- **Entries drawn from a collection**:
--

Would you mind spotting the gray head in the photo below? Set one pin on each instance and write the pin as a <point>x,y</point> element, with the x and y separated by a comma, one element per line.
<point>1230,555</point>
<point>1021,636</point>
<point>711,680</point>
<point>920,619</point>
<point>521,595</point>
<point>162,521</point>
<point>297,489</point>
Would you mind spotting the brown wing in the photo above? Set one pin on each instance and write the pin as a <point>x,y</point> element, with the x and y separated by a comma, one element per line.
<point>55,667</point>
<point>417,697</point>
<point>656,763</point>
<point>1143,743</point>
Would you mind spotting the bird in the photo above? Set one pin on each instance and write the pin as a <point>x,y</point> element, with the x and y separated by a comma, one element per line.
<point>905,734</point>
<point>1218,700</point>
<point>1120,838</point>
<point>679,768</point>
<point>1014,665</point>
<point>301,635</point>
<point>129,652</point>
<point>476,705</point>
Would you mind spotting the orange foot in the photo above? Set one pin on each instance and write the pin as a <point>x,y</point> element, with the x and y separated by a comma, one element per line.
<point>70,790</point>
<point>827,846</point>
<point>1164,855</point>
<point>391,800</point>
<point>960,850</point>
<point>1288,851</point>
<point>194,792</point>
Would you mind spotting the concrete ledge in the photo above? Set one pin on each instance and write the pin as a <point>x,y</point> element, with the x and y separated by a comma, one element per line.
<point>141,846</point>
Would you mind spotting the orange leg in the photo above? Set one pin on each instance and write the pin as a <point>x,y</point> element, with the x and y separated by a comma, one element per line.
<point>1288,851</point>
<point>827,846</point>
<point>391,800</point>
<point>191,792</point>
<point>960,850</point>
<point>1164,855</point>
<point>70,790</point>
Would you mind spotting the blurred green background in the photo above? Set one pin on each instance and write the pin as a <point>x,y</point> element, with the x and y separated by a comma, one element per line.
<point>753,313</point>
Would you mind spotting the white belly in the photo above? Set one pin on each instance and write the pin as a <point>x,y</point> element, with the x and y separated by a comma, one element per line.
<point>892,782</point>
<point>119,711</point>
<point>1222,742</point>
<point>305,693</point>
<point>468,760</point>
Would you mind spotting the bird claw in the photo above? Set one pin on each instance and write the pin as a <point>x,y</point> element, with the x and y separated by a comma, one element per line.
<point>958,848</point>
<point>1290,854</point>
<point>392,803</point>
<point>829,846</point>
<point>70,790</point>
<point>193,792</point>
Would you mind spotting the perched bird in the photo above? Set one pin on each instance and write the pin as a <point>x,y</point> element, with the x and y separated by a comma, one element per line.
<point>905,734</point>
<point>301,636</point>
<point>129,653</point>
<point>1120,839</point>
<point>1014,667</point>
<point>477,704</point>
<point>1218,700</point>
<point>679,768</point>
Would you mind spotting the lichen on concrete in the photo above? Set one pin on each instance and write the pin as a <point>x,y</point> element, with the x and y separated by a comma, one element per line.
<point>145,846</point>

--

- **GOAL**:
Convert every line of the records above into a numbered list, omitting any blank lines.

- **SOLUTION TO THIS PROBLEM**:
1. Would you mind spotting the gray head in the photo below? Set one pin on each instance and write the pin as a <point>x,y</point> element, with the x and y separated by a comma, one element per line.
2. <point>1230,555</point>
3. <point>1021,636</point>
4. <point>711,680</point>
5. <point>920,619</point>
6. <point>521,595</point>
7. <point>162,521</point>
8. <point>297,489</point>
9. Would you mind spotting the brown wing in the photo above? Set one pin on each instance and write the pin as a <point>x,y</point> element, with the x and y separated by a comma, one element per line.
10. <point>55,667</point>
11. <point>417,697</point>
12. <point>656,763</point>
13. <point>1143,743</point>
14. Would you mind spotting the bird in the photo above? Set one pin on each instance and write the pin as a <point>x,y</point> element, with the x and y separated by a comma, one element per line.
15. <point>905,734</point>
16. <point>1218,700</point>
17. <point>1120,838</point>
18. <point>679,768</point>
19. <point>1014,665</point>
20. <point>301,635</point>
21. <point>129,652</point>
22. <point>476,705</point>
23. Would you mind spotting the orange foot in the photo above? Set one pin on each instance and write the pin as a <point>x,y</point> element, with the x and y separated by a comma, one element per line.
24. <point>70,790</point>
25. <point>827,846</point>
26. <point>1164,855</point>
27. <point>391,800</point>
28. <point>960,850</point>
29. <point>1288,851</point>
30. <point>194,792</point>
31. Would you mind spotting the concrete ledge in the photo above? Set one pin on each instance and write the pin as a <point>x,y</point> element, with the x and y separated by a comma, one element per line.
32. <point>141,846</point>
33. Would you mind spotting the orange leg in the photo above? Set one pin on each instance and write the pin as a <point>x,y</point> element, with the x and y separated by a comma, one element per line.
34. <point>1288,851</point>
35. <point>827,846</point>
36. <point>391,800</point>
37. <point>191,792</point>
38. <point>960,850</point>
39. <point>1164,855</point>
40. <point>70,790</point>
41. Would you mind spotting the blurred green background in the photo above? Set one pin on each instance and write the pin as a <point>x,y</point> element, with the x and y separated by a comma, one element per line.
42. <point>753,313</point>
43. Would you mind spotting the white belly in the photo above? Set one pin on each instance and write the pin as a <point>x,y</point> element, with the x and y separated by a comma, one element per line.
44. <point>892,782</point>
45. <point>119,711</point>
46. <point>1222,742</point>
47. <point>305,693</point>
48. <point>468,760</point>
49. Would you mind spotting the bird claw in the photo above? Set one pin on each instance and write the pin as a <point>x,y</point> element, with the x and y separated by a comma, one element per line.
50. <point>958,848</point>
51. <point>1290,854</point>
52. <point>392,803</point>
53. <point>829,846</point>
54. <point>70,790</point>
55. <point>193,792</point>
56. Would you mind spotting the perched bird in the photo above? Set one pin on each instance and write the pin as a <point>x,y</point> element, with the x and y separated by a comma, one element per line.
57. <point>905,734</point>
58. <point>301,636</point>
59. <point>129,653</point>
60. <point>1120,839</point>
61. <point>1014,667</point>
62. <point>477,704</point>
63. <point>1218,700</point>
64. <point>679,768</point>
65. Would you mind spotting the lichen on concrete in the photo above? Set one pin on each instance and write the pin as a <point>x,y</point> element, with the x and y separated by a comma, one element per line.
66. <point>145,846</point>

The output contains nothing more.